═════ Supplied records ═════

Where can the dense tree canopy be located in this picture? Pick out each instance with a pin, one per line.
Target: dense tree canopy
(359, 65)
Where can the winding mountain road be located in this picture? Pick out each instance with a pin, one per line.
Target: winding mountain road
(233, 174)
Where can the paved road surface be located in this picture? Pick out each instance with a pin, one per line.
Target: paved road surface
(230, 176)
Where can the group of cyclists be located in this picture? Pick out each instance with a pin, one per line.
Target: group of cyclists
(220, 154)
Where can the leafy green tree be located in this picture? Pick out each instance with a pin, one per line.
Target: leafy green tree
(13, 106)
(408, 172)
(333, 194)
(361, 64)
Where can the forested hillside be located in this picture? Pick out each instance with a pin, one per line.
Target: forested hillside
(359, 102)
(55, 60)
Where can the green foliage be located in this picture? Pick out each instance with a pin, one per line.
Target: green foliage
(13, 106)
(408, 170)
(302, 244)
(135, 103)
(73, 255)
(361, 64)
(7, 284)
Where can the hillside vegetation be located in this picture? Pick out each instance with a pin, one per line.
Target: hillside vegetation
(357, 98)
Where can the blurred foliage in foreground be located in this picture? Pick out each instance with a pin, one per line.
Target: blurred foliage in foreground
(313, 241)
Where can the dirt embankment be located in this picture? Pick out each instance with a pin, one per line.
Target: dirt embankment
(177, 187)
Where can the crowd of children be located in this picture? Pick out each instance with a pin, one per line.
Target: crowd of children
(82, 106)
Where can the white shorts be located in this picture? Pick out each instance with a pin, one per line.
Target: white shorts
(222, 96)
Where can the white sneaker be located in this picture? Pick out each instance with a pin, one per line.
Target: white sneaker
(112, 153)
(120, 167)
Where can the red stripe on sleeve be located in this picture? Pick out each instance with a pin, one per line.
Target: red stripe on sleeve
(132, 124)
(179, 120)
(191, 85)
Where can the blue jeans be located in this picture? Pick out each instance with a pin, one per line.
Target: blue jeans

═════

Reproduce the entries word for word, starting at the line that contains "Where can the leafy" and ending with the final line of the entries.

Where can the leafy green tree be located in this picture? Pick out each instance with a pin, one per line.
Target: leafy green tree
(13, 106)
(408, 172)
(333, 194)
(361, 64)
Where can the forested hillside be located in this picture? Pick out each instance with a pin, one per line.
Target: forested hillside
(359, 102)
(55, 60)
Where can the green foliage be located in this picture? Pick out each instance with a pin, one per line.
Target: green foliage
(13, 106)
(408, 170)
(302, 244)
(135, 103)
(73, 255)
(361, 64)
(7, 284)
Where can the hillside vegetation be located in this picture? Pick out each instance with a pin, one per line.
Target: hillside vegetation
(357, 98)
Where can the blurred foliage in foreground be located in this picture? Pick out each instance with a pin, one per line.
Target: blurred foliage in foreground
(313, 241)
Where can the dirt embankment be located in this picture? Pick out each instance with a pin, one per line.
Target: dirt embankment
(177, 187)
Where can the crowd of children be located in this picture? Pick out each instance with a pin, one per line.
Target: crowd of children
(82, 106)
Where can the white shorts be located in this picture? Pick out each instance with a pin, one per line.
Target: white shorts
(222, 96)
Where can the white sneaker be located in this picture? Pick out each instance with a pin, one per line.
Target: white sneaker
(112, 153)
(120, 167)
Where can the red stripe on sleeve be located in this picture? Pick out each instance with a pin, one per line.
Target: red stripe on sleeve
(132, 124)
(179, 120)
(191, 85)
Where can the blue jeans be located in this picture? Pick out each instance with a pin, one per line.
Target: blue jeans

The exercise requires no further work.